---
license: other
license_name: flux-non-commercial-license
tags:
  - flux
  - flux2
  - quantized
  - int8
  - transformer
base_model: black-forest-labs/FLUX.2-klein-9B
base_model_relation: quantized
library_name: diffusers
pipeline_tag: text-to-image
---

# FLUX.2 [klein] 9B (step-distilled) — INT8 (W8A8) Transformer

**Quantized transformer checkpoint** for [FLUX.2 [klein] 9B](https://huggingface.co/black-forest-labs/FLUX.2-klein-9B) (step-distilled).

INT8 weight and activation quantization via NVIDIA ModelOpt with calibrated input scales.

> **Note**: This repo contains only the quantized **transformer** weights.
> The text encoder, VAE, tokenizer, and scheduler are loaded from the base model:
> [`black-forest-labs/FLUX.2-klein-9B`](https://huggingface.co/black-forest-labs/FLUX.2-klein-9B).

▬▬▬▬▬▬▬▬▬▬

> **Given problem 1**:
According to the model card, which tool was used for the INT8 weight and activation quantization?
> **Given problem 2**:
Translate this sentence from the model card into Spanish: "This repo contains only the quantized transformer weights."
> **Given problem 3**:
Extract the passage of the model card from "# FLUX.2 [klein]" up to and including "calibrated input scales.".

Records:
▬▬▬▬▬▬▬▬▬▬

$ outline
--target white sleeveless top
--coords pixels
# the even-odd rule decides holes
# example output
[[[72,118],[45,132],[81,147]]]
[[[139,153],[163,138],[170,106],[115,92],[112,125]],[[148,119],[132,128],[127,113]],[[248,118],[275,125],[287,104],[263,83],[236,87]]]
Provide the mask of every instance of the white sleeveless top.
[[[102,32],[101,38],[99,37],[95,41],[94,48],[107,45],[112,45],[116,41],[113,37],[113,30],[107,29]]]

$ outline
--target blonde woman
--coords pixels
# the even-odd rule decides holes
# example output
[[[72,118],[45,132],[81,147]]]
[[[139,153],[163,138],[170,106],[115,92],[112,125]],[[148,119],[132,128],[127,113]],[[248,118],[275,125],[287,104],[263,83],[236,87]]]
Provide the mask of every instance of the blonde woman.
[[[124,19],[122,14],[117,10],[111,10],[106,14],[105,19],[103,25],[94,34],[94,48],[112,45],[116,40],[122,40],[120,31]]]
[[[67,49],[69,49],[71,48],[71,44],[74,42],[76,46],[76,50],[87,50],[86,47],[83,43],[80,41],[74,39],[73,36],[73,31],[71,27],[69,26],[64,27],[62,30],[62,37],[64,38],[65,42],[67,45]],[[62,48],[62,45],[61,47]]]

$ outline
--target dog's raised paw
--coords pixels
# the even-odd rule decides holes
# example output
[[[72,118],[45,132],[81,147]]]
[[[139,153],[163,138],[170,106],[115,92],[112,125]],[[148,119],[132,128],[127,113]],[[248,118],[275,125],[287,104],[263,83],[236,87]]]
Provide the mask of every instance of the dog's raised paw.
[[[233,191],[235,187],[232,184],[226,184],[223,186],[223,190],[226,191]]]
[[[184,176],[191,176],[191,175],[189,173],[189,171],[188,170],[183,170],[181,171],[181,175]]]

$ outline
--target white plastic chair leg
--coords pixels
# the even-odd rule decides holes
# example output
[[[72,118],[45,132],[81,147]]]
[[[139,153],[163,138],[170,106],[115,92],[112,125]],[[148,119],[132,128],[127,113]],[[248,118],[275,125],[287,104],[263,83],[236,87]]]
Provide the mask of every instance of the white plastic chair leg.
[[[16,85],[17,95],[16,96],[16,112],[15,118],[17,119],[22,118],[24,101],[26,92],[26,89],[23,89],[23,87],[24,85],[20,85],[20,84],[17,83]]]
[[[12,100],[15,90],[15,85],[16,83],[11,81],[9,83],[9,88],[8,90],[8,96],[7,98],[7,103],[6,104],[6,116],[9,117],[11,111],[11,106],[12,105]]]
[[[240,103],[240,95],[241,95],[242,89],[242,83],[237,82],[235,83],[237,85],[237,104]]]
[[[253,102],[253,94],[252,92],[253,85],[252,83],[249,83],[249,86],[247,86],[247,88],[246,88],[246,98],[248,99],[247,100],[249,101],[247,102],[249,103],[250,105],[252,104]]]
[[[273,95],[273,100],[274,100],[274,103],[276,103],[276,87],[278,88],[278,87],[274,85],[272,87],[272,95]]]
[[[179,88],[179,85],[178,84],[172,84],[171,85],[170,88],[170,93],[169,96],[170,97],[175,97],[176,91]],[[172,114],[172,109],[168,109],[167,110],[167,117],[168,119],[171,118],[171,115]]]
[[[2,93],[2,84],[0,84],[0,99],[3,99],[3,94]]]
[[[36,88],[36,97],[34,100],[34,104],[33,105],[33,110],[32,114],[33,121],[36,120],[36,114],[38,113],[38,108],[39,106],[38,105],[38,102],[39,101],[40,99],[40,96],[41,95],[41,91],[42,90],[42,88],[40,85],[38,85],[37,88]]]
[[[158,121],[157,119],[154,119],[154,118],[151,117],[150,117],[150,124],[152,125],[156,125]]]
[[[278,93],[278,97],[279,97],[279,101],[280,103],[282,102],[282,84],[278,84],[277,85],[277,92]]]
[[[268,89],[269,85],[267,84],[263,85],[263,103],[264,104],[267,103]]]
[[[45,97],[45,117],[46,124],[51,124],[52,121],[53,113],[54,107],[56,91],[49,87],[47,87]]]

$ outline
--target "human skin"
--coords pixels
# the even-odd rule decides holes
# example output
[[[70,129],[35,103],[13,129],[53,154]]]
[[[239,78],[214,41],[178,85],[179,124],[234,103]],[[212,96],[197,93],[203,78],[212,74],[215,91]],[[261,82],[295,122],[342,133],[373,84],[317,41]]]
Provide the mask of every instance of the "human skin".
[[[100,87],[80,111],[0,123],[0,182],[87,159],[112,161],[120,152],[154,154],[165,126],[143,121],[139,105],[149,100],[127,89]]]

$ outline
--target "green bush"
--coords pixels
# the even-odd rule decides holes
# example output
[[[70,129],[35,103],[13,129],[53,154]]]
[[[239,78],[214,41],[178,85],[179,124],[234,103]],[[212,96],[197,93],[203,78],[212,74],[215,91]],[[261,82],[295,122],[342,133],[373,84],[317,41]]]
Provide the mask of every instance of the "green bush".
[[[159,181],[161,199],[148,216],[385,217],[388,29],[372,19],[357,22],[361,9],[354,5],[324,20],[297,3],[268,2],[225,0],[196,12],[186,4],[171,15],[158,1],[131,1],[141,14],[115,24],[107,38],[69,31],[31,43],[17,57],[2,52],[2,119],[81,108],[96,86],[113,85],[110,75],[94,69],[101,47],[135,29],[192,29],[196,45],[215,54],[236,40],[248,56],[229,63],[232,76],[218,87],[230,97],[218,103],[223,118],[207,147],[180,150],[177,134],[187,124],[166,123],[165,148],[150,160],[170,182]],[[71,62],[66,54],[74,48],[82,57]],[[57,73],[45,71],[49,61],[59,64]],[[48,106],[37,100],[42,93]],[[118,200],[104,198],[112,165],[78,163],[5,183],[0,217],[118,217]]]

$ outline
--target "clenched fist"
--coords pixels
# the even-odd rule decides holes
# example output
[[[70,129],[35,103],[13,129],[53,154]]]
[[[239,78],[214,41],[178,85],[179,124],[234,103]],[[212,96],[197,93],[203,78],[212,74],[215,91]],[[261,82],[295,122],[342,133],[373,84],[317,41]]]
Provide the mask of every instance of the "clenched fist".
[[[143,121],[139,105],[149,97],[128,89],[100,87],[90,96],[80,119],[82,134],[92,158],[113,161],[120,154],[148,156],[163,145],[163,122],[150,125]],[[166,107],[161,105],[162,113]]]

▬▬▬▬▬▬▬▬▬▬

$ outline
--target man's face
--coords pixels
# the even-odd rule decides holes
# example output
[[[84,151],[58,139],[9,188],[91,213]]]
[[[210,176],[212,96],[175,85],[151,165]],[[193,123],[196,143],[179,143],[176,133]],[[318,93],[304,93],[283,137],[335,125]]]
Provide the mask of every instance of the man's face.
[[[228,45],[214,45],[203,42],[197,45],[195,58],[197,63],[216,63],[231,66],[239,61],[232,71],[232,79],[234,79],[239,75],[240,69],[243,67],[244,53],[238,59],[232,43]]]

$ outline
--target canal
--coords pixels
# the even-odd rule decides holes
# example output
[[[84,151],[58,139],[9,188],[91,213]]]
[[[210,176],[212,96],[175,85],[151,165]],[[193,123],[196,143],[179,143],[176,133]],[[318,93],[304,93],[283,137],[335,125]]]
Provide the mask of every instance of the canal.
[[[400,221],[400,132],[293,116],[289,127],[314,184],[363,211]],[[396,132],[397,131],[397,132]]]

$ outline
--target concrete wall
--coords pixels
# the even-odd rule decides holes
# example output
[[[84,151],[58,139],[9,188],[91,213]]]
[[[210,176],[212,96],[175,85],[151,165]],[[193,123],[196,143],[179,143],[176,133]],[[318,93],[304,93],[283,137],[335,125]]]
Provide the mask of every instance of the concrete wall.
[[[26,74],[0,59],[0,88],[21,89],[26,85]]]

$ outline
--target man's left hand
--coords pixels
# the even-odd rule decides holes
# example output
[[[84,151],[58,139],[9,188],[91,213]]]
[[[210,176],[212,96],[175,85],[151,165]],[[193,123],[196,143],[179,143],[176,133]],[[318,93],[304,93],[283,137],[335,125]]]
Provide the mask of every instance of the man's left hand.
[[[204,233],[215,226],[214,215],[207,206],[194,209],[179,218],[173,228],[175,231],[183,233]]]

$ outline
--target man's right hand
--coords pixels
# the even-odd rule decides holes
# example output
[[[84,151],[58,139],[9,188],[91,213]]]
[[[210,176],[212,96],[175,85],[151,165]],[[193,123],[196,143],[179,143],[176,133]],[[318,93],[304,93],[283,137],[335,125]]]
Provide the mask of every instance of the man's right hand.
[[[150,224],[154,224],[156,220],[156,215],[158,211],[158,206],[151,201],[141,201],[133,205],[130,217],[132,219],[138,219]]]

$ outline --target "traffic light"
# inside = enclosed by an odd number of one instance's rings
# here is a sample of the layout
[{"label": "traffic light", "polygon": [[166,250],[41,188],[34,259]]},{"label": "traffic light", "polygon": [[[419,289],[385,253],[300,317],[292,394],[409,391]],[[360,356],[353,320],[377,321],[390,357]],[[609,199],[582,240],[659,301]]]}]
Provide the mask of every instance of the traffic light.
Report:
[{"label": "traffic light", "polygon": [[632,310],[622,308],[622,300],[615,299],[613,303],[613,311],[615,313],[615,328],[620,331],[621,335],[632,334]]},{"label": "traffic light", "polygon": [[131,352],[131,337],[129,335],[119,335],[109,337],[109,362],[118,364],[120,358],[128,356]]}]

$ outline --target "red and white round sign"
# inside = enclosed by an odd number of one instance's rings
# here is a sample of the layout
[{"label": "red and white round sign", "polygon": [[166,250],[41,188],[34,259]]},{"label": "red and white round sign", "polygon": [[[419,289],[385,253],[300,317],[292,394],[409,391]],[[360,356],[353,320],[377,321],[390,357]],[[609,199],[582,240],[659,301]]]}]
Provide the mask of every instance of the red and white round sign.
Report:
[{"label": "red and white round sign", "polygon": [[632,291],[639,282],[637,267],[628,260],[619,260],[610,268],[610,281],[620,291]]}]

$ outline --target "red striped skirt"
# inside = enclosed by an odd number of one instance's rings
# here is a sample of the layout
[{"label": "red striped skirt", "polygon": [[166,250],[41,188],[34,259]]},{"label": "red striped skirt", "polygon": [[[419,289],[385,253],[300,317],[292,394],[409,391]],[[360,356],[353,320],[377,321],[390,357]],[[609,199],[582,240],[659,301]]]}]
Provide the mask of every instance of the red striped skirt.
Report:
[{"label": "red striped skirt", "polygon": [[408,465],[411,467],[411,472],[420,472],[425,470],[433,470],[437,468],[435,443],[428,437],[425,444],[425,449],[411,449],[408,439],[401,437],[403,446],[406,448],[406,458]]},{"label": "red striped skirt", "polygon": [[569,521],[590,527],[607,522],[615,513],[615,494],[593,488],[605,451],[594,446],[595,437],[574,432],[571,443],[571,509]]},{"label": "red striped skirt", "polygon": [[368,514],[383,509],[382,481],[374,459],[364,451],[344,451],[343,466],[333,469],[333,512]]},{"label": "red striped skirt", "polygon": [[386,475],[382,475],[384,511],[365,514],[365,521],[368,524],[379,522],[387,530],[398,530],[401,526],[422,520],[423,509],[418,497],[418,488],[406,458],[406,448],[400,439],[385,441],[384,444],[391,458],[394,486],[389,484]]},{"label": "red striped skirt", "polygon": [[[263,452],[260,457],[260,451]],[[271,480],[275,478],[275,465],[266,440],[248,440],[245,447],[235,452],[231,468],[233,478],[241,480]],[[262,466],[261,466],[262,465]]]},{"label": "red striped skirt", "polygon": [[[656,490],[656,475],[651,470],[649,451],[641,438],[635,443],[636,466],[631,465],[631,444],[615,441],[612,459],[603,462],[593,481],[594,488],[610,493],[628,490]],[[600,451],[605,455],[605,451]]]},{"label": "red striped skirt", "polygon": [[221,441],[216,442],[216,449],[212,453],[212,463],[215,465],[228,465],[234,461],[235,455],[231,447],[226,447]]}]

▬▬▬▬▬▬▬▬▬▬

> **Written reply 1**:
NVIDIA ModelOpt

> **Written reply 2**:
Este repositorio contiene únicamente los pesos cuantizados del transformer.

> **Written reply 3**:
# FLUX.2 [klein] 9B (step-distilled) — INT8 (W8A8) Transformer

**Quantized transformer checkpoint** for [FLUX.2 [klein] 9B](https://huggingface.co/black-forest-labs/FLUX.2-klein-9B) (step-distilled).

INT8 weight and activation quantization via NVIDIA ModelOpt with calibrated input scales.